Problem description
Extract, word for word, each line from the line holding "Where can the sunlit grass be seen here?" through the end of the records. Omit every picture.
--- Start Dataset excerpts ---
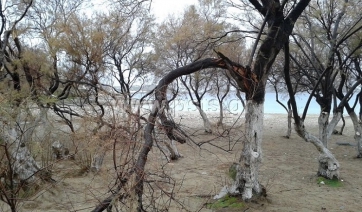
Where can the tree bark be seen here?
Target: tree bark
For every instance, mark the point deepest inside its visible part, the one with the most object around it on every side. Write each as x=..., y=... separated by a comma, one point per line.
x=247, y=178
x=328, y=164
x=205, y=119
x=358, y=132
x=289, y=130
x=24, y=165
x=323, y=120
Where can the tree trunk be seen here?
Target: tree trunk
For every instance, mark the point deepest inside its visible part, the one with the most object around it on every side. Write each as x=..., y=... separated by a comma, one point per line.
x=358, y=133
x=221, y=114
x=289, y=131
x=24, y=165
x=247, y=179
x=207, y=124
x=326, y=128
x=328, y=164
x=323, y=125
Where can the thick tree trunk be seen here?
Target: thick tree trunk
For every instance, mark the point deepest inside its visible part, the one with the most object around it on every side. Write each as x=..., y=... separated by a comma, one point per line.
x=328, y=164
x=358, y=133
x=221, y=114
x=247, y=180
x=323, y=125
x=326, y=127
x=207, y=124
x=289, y=130
x=24, y=165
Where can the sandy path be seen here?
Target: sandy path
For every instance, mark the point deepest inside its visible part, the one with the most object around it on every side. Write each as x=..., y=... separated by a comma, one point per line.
x=288, y=172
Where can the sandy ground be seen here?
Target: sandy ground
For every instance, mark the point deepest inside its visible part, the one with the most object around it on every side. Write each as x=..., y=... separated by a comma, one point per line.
x=288, y=172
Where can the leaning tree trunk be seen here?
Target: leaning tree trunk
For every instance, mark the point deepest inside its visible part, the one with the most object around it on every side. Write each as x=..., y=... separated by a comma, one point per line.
x=246, y=181
x=205, y=119
x=358, y=133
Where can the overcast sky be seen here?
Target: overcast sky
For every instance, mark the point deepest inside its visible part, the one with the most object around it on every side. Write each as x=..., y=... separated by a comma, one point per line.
x=162, y=8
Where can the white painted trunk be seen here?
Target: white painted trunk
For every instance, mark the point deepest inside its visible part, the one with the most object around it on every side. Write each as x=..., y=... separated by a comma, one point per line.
x=289, y=130
x=333, y=123
x=323, y=125
x=97, y=161
x=328, y=164
x=358, y=133
x=207, y=124
x=247, y=177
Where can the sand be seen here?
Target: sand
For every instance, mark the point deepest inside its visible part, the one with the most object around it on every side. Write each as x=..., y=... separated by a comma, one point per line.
x=288, y=172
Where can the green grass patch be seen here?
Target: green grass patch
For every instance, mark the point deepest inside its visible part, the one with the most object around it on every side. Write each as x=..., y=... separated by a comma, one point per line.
x=226, y=202
x=331, y=183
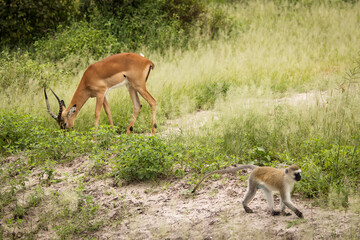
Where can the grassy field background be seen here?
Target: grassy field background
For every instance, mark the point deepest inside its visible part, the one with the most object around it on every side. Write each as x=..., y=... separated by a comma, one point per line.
x=262, y=53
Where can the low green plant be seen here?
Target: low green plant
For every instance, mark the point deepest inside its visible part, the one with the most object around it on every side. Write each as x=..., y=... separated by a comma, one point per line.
x=139, y=158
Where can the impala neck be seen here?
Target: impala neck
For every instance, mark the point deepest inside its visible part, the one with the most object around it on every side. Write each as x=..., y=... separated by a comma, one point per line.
x=79, y=99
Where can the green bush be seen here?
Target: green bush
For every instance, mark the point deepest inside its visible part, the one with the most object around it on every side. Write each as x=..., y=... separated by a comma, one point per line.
x=16, y=131
x=139, y=158
x=80, y=39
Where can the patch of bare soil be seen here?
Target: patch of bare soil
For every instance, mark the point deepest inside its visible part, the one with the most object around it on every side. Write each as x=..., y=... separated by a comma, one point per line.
x=167, y=210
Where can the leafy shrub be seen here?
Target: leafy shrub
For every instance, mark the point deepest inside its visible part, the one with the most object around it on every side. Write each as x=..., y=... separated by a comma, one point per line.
x=141, y=158
x=25, y=73
x=16, y=131
x=78, y=39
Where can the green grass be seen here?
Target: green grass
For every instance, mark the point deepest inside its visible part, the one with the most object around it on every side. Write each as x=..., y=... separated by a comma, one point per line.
x=248, y=75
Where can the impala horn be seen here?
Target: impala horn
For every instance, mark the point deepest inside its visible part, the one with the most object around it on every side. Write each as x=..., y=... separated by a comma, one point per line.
x=61, y=104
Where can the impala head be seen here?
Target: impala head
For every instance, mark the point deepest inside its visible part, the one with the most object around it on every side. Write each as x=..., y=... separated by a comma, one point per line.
x=63, y=118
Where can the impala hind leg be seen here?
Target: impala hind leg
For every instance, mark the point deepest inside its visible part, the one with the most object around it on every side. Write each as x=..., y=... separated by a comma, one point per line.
x=152, y=102
x=136, y=108
x=108, y=111
x=99, y=103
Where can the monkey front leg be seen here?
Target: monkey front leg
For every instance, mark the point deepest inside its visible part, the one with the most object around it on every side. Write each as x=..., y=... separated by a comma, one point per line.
x=285, y=200
x=282, y=206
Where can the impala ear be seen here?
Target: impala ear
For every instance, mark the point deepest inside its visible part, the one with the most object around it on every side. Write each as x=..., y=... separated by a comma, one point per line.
x=71, y=111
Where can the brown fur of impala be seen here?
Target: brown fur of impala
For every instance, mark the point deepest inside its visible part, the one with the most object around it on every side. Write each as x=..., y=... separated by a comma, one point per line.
x=129, y=69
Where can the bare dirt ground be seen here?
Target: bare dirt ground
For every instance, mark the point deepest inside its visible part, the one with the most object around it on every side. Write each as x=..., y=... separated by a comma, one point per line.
x=167, y=210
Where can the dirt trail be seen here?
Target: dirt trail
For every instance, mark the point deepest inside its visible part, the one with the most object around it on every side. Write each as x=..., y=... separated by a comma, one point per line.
x=167, y=210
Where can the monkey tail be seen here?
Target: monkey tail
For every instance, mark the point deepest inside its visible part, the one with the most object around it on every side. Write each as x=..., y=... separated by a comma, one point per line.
x=226, y=170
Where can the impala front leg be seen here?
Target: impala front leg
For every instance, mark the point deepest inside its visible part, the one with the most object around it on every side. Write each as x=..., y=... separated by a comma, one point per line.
x=99, y=103
x=136, y=108
x=152, y=102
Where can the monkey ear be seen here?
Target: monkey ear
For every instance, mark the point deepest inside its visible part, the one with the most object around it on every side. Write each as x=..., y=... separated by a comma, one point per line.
x=71, y=111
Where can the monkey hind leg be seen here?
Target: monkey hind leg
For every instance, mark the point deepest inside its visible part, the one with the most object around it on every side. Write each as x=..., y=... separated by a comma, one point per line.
x=283, y=209
x=252, y=188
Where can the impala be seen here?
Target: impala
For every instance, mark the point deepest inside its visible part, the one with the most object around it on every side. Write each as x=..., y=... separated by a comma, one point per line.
x=124, y=69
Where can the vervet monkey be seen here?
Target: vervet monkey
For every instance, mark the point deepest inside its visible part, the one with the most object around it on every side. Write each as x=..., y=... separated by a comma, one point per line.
x=268, y=179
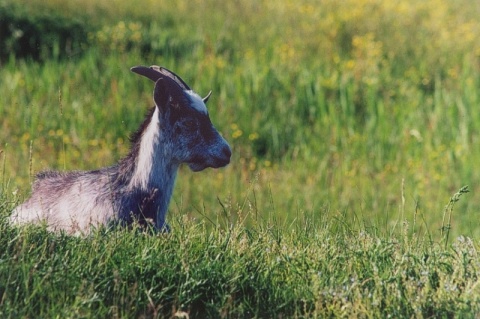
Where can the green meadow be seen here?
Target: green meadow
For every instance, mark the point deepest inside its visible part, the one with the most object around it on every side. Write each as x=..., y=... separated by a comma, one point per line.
x=352, y=190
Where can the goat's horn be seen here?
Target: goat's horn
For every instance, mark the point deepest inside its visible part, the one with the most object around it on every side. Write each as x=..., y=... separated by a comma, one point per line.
x=149, y=72
x=205, y=99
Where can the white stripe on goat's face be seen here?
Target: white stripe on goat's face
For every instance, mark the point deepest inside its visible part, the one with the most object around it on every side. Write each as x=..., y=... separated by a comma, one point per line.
x=145, y=162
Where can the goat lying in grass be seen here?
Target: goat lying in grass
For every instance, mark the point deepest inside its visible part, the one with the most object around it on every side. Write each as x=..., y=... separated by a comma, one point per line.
x=139, y=187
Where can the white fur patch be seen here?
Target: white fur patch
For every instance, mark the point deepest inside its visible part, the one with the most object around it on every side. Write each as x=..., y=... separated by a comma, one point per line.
x=144, y=165
x=197, y=102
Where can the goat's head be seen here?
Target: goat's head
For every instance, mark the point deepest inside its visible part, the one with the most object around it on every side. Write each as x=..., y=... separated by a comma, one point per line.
x=185, y=123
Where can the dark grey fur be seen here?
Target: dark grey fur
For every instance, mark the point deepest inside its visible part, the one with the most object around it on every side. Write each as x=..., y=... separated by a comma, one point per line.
x=139, y=187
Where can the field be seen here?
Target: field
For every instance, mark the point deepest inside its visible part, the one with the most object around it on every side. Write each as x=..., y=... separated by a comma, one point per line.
x=352, y=190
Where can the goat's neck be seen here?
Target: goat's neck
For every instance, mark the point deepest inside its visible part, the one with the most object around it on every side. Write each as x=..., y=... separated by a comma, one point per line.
x=152, y=164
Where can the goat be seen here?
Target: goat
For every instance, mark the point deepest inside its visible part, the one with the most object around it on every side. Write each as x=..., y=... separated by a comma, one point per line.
x=139, y=187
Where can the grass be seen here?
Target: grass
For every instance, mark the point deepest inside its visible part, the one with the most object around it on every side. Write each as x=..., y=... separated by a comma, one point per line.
x=353, y=126
x=315, y=268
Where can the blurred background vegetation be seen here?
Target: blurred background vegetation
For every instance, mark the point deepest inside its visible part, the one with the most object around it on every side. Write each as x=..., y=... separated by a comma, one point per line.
x=363, y=110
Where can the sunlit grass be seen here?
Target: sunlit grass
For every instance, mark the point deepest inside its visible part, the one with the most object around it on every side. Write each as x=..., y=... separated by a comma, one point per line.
x=352, y=124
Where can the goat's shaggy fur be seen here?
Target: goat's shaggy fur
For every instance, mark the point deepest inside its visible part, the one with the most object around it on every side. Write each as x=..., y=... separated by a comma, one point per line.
x=139, y=187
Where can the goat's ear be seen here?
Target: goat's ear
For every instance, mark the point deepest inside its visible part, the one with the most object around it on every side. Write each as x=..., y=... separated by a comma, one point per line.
x=205, y=99
x=166, y=90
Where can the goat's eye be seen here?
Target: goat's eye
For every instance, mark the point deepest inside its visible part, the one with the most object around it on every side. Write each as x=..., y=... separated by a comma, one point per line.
x=190, y=125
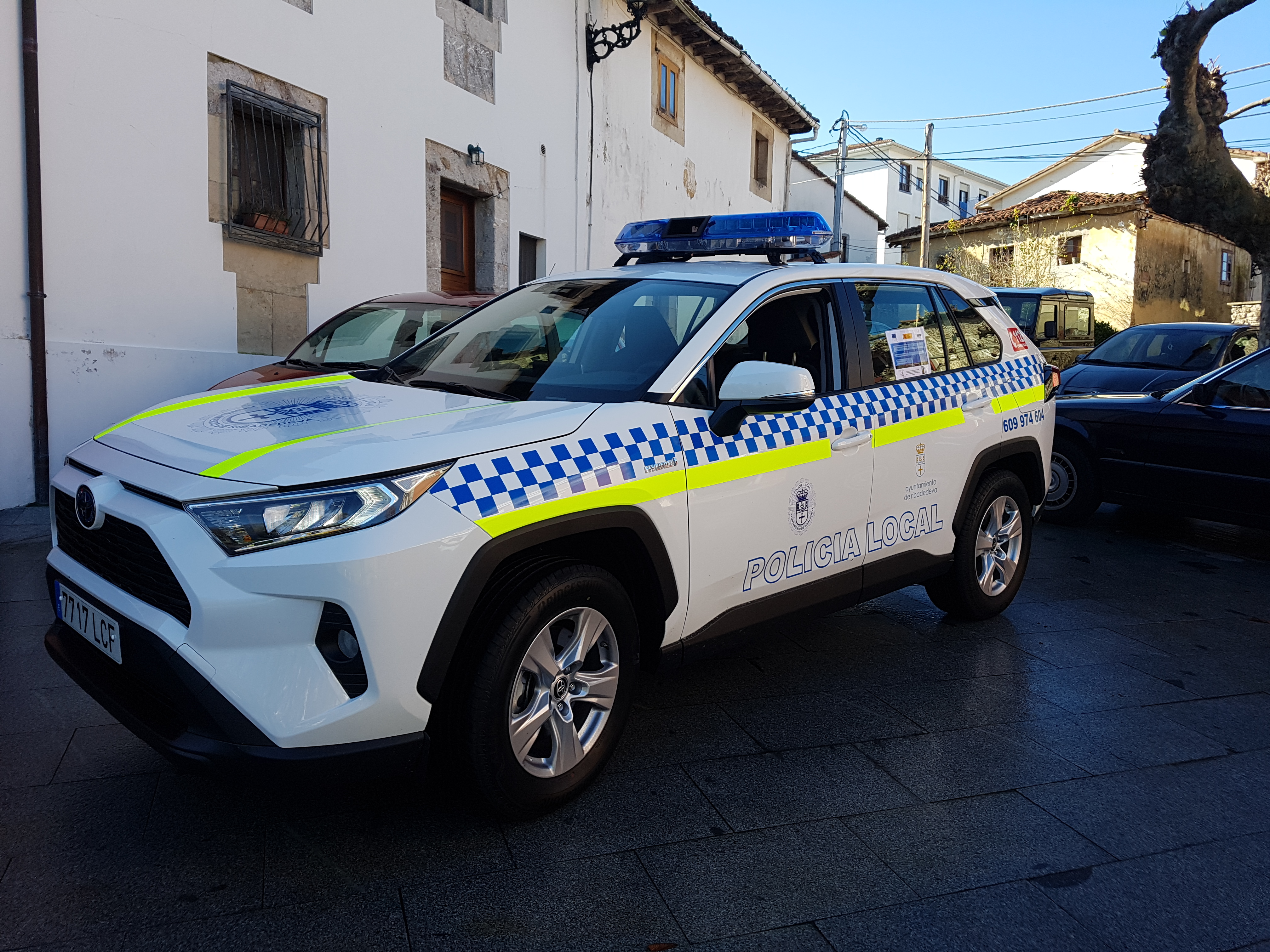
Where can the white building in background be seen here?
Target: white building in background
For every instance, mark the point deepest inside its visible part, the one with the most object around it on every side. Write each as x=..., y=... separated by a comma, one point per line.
x=1113, y=166
x=812, y=191
x=223, y=176
x=887, y=177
--- End Dataset excerpts ---
Finished task
Where can the sunlit grass be seen here?
Target: sunlit grass
For every instance, mark the point deepest inside its visible part, the one with the most object around it on every side. Write each as x=..., y=... separated by a comma, one point per line.
x=352, y=124
Where can the goat's shaggy fur be seen here?
Target: goat's shaggy fur
For every instance, mark the point deepest inside its visible part, the one with the most object around it on every side. Write each as x=..., y=... separated by a comma, one point per line.
x=139, y=187
Where can the goat's ear be seen here?
Target: goat's ear
For every instance, mark the point deepest inside its visible part, the one with the most object around it on every side. Write each as x=..., y=... separated by a comma, one point per line.
x=205, y=99
x=166, y=90
Where can the goat's eye be seen here?
Target: goat's eye
For every instance, mark the point deepest inside its visible part, the one with the most object around it on every side. Write each as x=..., y=... separated by a comma, one point per line.
x=190, y=125
Where can the white building in background be seen here?
Target: white building in background
For every instance, mark the point deepest inside its visible part, the one with the most object around it on every side. Write each as x=..., y=... separated by a comma, one point per line.
x=1113, y=166
x=812, y=191
x=223, y=176
x=887, y=177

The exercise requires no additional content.